Provided entries:
--------------------------------------------------

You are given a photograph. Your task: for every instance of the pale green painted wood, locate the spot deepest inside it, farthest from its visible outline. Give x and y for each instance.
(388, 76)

--------------------------------------------------

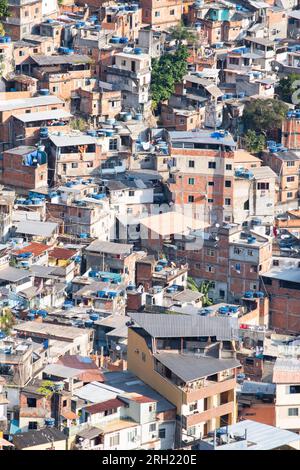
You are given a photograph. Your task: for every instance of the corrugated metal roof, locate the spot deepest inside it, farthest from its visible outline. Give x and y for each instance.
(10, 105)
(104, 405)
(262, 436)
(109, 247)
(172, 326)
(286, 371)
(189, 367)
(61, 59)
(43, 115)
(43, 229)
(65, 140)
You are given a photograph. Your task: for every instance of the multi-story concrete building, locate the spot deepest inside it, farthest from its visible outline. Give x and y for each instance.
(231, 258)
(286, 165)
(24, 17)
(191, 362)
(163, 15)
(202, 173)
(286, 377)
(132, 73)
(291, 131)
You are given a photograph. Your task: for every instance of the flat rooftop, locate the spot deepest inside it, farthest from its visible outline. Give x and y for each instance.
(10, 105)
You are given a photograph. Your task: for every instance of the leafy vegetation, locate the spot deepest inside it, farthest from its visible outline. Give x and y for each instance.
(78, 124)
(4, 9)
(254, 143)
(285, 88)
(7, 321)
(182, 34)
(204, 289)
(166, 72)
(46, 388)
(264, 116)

--------------------------------------------------

Request: Pull out every line of the rows above that contains the word "pale", and copy each one in full.

Result:
You are given a photograph. Your task: for every instance of the pale green painted wood, locate the spot deepest inside it, farthest from its visible outline. Give x and y for each instance.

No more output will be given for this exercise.